=== Data for processing ===

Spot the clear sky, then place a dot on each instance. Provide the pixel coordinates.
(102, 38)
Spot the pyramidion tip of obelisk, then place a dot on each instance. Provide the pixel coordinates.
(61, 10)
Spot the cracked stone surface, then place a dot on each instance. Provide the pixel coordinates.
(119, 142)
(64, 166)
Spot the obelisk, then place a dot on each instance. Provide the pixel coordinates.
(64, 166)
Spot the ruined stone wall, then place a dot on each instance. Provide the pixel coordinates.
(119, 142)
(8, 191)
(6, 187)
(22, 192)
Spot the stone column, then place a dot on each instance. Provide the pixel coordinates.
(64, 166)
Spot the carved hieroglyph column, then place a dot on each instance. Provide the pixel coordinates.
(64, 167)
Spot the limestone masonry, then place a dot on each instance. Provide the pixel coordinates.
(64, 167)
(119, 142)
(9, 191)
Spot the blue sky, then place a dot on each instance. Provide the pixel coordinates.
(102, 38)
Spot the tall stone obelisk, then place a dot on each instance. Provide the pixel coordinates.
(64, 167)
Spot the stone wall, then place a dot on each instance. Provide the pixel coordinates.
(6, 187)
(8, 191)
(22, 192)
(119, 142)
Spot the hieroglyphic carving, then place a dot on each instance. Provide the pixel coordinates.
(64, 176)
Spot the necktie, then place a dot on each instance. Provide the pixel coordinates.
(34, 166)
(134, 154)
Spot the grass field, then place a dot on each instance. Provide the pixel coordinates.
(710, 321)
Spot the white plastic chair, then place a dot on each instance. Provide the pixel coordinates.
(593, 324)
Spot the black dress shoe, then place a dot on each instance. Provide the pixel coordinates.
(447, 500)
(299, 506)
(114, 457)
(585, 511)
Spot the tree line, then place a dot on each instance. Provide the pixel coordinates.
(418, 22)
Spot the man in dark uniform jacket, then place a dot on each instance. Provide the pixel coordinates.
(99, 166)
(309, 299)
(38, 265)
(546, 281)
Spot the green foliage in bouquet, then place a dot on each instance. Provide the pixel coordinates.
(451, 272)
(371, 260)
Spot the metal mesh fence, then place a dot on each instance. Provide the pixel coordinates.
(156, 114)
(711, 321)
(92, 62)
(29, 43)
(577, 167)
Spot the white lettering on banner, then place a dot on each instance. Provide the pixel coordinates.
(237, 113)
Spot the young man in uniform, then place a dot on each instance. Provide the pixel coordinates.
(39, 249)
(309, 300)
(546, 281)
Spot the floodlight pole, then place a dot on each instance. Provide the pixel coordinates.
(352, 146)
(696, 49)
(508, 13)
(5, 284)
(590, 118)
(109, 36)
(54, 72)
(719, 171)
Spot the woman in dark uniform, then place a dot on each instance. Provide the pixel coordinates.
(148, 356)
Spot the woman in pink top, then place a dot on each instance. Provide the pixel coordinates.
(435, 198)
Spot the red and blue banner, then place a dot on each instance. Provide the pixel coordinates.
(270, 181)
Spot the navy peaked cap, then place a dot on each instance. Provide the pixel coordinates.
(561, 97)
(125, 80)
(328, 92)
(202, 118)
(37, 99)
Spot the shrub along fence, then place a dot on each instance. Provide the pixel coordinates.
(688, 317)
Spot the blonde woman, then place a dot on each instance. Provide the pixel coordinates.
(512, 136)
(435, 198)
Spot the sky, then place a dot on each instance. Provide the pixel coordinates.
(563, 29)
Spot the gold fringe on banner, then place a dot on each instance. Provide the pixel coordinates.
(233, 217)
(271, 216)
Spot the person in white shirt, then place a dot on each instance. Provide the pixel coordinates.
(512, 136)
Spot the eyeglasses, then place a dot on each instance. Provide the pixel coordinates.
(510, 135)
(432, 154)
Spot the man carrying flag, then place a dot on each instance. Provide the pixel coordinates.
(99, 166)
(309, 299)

===

▸ Requirement:
Please revise all the entries above, swapping "place a dot" for "put a marker" wherever it occurs and changing nothing else.

▸ Reply:
Spot the clear sky, then put a marker on each instance. Provide the pixel coordinates.
(102, 38)
Spot the pyramidion tip of obelisk, then put a marker on each instance. Provide the pixel coordinates.
(61, 10)
Spot the cracked stone surface, then put a marker on each instance. Provide the pixel coordinates.
(119, 142)
(64, 166)
Spot the obelisk, then put a marker on each instance. Provide the pixel coordinates.
(64, 166)
Spot the ruined stone wall, then put a marker on each instance. Provide the pixel coordinates.
(119, 142)
(8, 191)
(6, 187)
(22, 192)
Spot the stone column, then put a marker on each instance. Provide the pixel coordinates.
(64, 166)
Spot the carved hieroglyph column, then put a marker on each instance. Provide the pixel coordinates.
(64, 167)
Spot the limestone masonry, then put a marker on each instance. Provide the pixel coordinates.
(64, 167)
(119, 142)
(9, 191)
Spot the blue sky, then put a marker on each instance. Provide the pixel coordinates.
(102, 38)
Spot the tall stone obelisk, then put a marker on each instance. Provide the pixel coordinates.
(64, 167)
Spot the stone wall, then put a marker on each instance. Provide the pixel coordinates.
(6, 187)
(8, 191)
(22, 192)
(119, 142)
Spot the hieroglyphic carving, then put a marker on each instance. Provide the pixel coordinates.
(64, 176)
Spot the necktie, then put a marker on each instance. Provide the pixel coordinates.
(34, 166)
(134, 154)
Spot the grass field, then put a marker on each instance. Provide the pixel coordinates.
(710, 321)
Spot the white plastic chair, then put a marker on each instance. Provide the pixel coordinates.
(593, 324)
Spot the black dress shoe, then put a marker on each instance. Provide the pixel coordinates.
(447, 500)
(299, 506)
(114, 457)
(585, 511)
Spot the tree line, then put a marker on each instance. Provide the pixel coordinates.
(418, 22)
Spot the man in dark uniform jacket, then put a marker on each instance. Provide the pixel coordinates.
(99, 166)
(309, 299)
(38, 265)
(546, 281)
Spot the green foliage in bouquet, then put a marker on each instance. Provide the pixel coordinates.
(451, 272)
(371, 260)
Spot the metal mesh fence, then put a marker on each instance. Provide the pixel coordinates.
(156, 114)
(711, 321)
(92, 62)
(29, 43)
(577, 167)
Spot the white lettering on banner, then put a marker on each instance. Provide the pixel coordinates.
(237, 113)
Spot the young man in uniform, then put a marker on each instance. Provide the pixel coordinates.
(39, 249)
(309, 300)
(546, 281)
Spot the floodlight pole, then put a marker on each instance. Provide the pixel coordinates.
(352, 146)
(696, 49)
(508, 13)
(5, 284)
(590, 118)
(109, 36)
(54, 72)
(719, 171)
Spot the woman in dark uniform, then put a marker on each instance. Provide the pixel coordinates.
(148, 356)
Spot the woman in pink top, then put a marker on each instance. Provide the pixel coordinates.
(435, 198)
Spot the red and blue banner, then put a marker on each instance. Provide the pixel coordinates.
(270, 181)
Spot the navy peaked cap, then put a marker on each instance. Provide the pixel coordinates.
(561, 97)
(125, 80)
(328, 92)
(202, 118)
(37, 99)
Spot the shrub along fence, then put a marker on each instance. Provide the pixel coordinates.
(688, 317)
Spot the blonde woman, then put a marker on each instance. Provide the pixel coordinates.
(512, 136)
(435, 198)
Spot the sky, then put a marker on each instance. Provide the pixel coordinates.
(563, 29)
Spot the gold fringe on banner, then put a marker on each instance. Provide the pixel coordinates.
(233, 217)
(271, 216)
Spot the person in white shirt, then put a marker on each instance. Provide the pixel coordinates.
(512, 136)
Spot the eyeglasses, then put a marker on each instance. Provide the pixel coordinates.
(510, 135)
(432, 154)
Spot the man carrying flag, then put a marker on each instance. Provide the pixel coordinates.
(99, 166)
(309, 299)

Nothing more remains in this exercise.